*** Data records ***

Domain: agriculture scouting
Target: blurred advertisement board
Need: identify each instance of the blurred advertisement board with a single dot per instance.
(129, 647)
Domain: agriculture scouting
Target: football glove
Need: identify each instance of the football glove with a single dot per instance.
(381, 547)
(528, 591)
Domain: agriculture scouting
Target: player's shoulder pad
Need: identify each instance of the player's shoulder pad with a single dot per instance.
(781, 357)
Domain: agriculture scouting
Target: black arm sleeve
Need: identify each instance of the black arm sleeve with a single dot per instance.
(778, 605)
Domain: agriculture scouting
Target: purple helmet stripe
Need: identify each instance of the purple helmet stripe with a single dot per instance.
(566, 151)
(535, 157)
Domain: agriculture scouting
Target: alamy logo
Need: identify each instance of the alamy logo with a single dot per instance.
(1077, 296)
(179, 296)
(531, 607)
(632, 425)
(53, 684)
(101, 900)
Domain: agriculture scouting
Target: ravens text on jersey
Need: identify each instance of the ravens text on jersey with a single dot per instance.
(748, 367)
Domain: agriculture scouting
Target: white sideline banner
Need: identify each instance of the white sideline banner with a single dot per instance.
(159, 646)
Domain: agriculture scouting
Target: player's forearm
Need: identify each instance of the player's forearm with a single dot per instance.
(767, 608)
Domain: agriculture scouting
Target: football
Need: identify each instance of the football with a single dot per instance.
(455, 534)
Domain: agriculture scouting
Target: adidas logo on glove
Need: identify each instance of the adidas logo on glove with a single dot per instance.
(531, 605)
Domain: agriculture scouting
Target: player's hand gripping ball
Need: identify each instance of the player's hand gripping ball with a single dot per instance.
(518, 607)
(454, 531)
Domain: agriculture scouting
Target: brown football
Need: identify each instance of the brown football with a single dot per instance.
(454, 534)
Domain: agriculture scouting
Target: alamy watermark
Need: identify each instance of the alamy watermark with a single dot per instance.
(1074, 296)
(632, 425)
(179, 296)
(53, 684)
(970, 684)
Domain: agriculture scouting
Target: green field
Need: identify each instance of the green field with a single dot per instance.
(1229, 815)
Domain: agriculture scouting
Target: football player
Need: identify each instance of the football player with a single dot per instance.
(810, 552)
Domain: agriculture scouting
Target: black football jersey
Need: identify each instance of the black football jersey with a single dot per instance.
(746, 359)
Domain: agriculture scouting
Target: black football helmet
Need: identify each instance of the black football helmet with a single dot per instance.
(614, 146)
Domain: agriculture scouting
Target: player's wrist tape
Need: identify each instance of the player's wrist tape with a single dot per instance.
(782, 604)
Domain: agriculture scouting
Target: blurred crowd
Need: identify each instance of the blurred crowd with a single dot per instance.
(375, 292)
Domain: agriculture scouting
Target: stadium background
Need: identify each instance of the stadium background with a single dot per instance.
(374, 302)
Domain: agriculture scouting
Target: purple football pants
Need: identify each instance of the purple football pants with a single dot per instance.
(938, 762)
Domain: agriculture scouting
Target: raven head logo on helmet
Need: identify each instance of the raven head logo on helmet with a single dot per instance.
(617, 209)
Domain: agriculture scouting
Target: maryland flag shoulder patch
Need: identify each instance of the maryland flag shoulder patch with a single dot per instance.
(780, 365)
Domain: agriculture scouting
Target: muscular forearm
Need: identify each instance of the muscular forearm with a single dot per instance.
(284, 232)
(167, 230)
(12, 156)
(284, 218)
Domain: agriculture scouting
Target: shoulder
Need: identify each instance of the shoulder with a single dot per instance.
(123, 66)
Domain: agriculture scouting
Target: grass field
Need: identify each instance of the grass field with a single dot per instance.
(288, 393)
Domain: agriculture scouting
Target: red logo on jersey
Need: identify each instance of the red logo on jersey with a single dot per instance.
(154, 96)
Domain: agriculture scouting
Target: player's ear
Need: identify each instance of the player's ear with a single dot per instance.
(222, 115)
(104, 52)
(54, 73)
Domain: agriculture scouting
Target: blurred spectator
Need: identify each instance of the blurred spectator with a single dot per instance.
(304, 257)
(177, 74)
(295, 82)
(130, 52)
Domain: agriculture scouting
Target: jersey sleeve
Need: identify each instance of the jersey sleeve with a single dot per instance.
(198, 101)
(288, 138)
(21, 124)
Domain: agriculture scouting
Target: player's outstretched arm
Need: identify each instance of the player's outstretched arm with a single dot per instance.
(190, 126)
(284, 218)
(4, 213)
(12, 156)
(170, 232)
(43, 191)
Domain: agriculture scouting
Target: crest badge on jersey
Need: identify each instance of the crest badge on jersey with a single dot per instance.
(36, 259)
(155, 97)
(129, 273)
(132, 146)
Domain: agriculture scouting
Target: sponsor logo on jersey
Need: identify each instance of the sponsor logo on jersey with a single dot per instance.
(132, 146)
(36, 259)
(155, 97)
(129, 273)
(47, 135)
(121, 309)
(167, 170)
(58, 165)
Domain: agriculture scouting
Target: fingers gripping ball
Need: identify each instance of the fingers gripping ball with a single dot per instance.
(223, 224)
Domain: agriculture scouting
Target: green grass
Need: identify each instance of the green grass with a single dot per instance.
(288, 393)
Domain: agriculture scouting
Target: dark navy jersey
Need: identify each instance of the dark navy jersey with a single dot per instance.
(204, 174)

***

◆ Task
Using the listing above, reproduce each line without omission.

◆ Exercise response
Domain: agriculture scouting
Target: blurred advertisement board
Need: identify each instance of the blurred advertisement board with a single dot per instance.
(129, 647)
Domain: agriculture scouting
Target: football glove
Need: identify each instance of the football glove with a single dot per instance.
(381, 547)
(528, 591)
Domain: agriculture scouting
Target: player's shoulder pad
Need: identify each instance of the player's shoulder pad with a single dot per instance.
(781, 357)
Domain: agriculture scouting
Target: black arm sleeve
Need: identify each instance of the black arm sleeve with a single dot per instance.
(778, 605)
Domain: agriculture scouting
Target: purple helmet stripe
Need: identify each instance of the purple helmet stripe with a single dot per instance.
(566, 151)
(535, 157)
Domain: agriculture scouting
Target: alamy logo
Need: identify each instance of the alamy logo with a single dot per instance.
(1077, 296)
(179, 296)
(531, 607)
(632, 425)
(53, 684)
(101, 900)
Domain: agriculture scouting
Target: ravens text on jersey
Need: identify each instance of the ravens text on jersey with a single dot per instance.
(748, 367)
Domain: agriculture scouting
Target: white sideline banner
Need: identify each instance of the white sideline banner with a single dot per instance.
(159, 646)
Domain: agriculture scouting
Target: player's forearm
Need: identify each instance of the player's forearm with a single dot per instance.
(767, 608)
Domain: agriculture scouting
Target: football
Need: identify each instance of the football with a single dot per instance.
(455, 534)
Domain: agriculture scouting
Target: adidas logo on glove
Need: identify each instance of the adidas logo on glove with a single dot per instance.
(531, 605)
Domain: agriculture scouting
Target: player's hand gripping ball
Need: identify each instance of the player's hand gripping ball with a single dot per instance.
(518, 607)
(454, 531)
Domain: agriculture scouting
Target: brown football
Need: identify each instance of the brown football with a single dot per instance.
(454, 534)
Domain: agriculture scouting
Target: alamy watermark
Need: identify each instance of the alamy watermark with a single dot per instance.
(1074, 296)
(632, 425)
(179, 296)
(53, 684)
(970, 684)
Domain: agriculture scouting
Target: green field
Need: identify each instance of the green field with a single dot per instance.
(1229, 815)
Domain: agriculture scouting
Target: football player
Need: identify each instance of the football player with a single dot per instance.
(810, 552)
Domain: agriculture scouting
Target: black football jersey
Need: identify each instance of the black football jersey with a single dot per instance.
(746, 359)
Domain: agriculture scouting
Target: black football helmet
Need: identify each instance of the black football helmet with a single dot per instance.
(614, 146)
Domain: agriculture scouting
Target: player's wrist tape
Need: identify each instance of the player's wrist tape with a single dot per instance.
(782, 604)
Domain: agriculture scouting
Target: blurred crowd
Need: identify each instance of the blurred crowd with a single dot per instance.
(375, 292)
Domain: agriculture scouting
Target: stadium background
Need: identify each instance of the stadium background with a single dot per instance.
(374, 302)
Domain: agriculture scouting
Target: purple football pants
Need: identify each instance of the purple football pants with a single dot per instance.
(938, 762)
Domain: agriculture scouting
Target: raven head logo on helmet
Need: identify each instance of the raven head logo on helmet with a single dot per instance.
(617, 209)
Domain: agriculture scouting
Target: maryland flag shoulder patch
Need: identify each instance of the maryland flag shoulder patch with a single dot per instance.
(780, 365)
Domain: agriculture scouting
Target: muscular forearm
Need: identify each instance of the muscular forearm with a single dot per instance.
(284, 232)
(167, 230)
(12, 156)
(284, 218)
Domain: agriculture scouting
Target: shoulder
Need: identify each instance of the shoulder with a single dot per instance.
(123, 66)
Domain: agriculture scouting
Target: grass field
Need: identify each instance of the grass field with a single dot per instance.
(288, 393)
Domain: agriculture scouting
Target: red logo on jersey
Need: identify each instance of the red logo on jersey with a single dot per instance.
(154, 96)
Domain: agriculture scouting
Target: player's ear
Need: identify each instance of the player's ear with a single dot per instance.
(222, 115)
(104, 52)
(54, 73)
Domain: agriculture scouting
Target: blurred spectator
Need: identify each instance of the blurred spectator with a single dot per instance.
(304, 257)
(177, 74)
(295, 82)
(130, 52)
Domain: agriculture scouting
Target: jersey sleeve
Need: identify each instance of the jersey sleeve with a single dot per instance.
(198, 101)
(288, 138)
(21, 124)
Domain: agriculture scouting
Target: player's outstretched arm
Need: identify each instance of the player's outstretched arm with a single dot per instance.
(190, 126)
(284, 218)
(4, 213)
(12, 156)
(170, 232)
(43, 191)
Domain: agriculture scouting
Target: crest badge on jersey
Need: identify each instance of the crest badge on jersey with a single dot per instance.
(36, 259)
(155, 97)
(129, 273)
(132, 146)
Domain: agriculture scouting
Target: sponsor logo on jersey
Need: identify each instance of the sponsor logo on jersey with a single dot per instance.
(132, 146)
(36, 259)
(155, 97)
(129, 273)
(47, 135)
(121, 309)
(167, 170)
(58, 165)
Domain: agriculture scouting
Target: fingers gripping ball
Need: identify each instance of the fingers gripping ball with a single dot per instance.
(223, 224)
Domain: agriculture scouting
Target: green grass
Need: identify each instance of the green grass with a single dot per instance.
(288, 393)
Domain: agriculture scouting
Target: dark navy jersey
Need: identify each instance of the dark navy jersey with a single dot per instance.
(204, 174)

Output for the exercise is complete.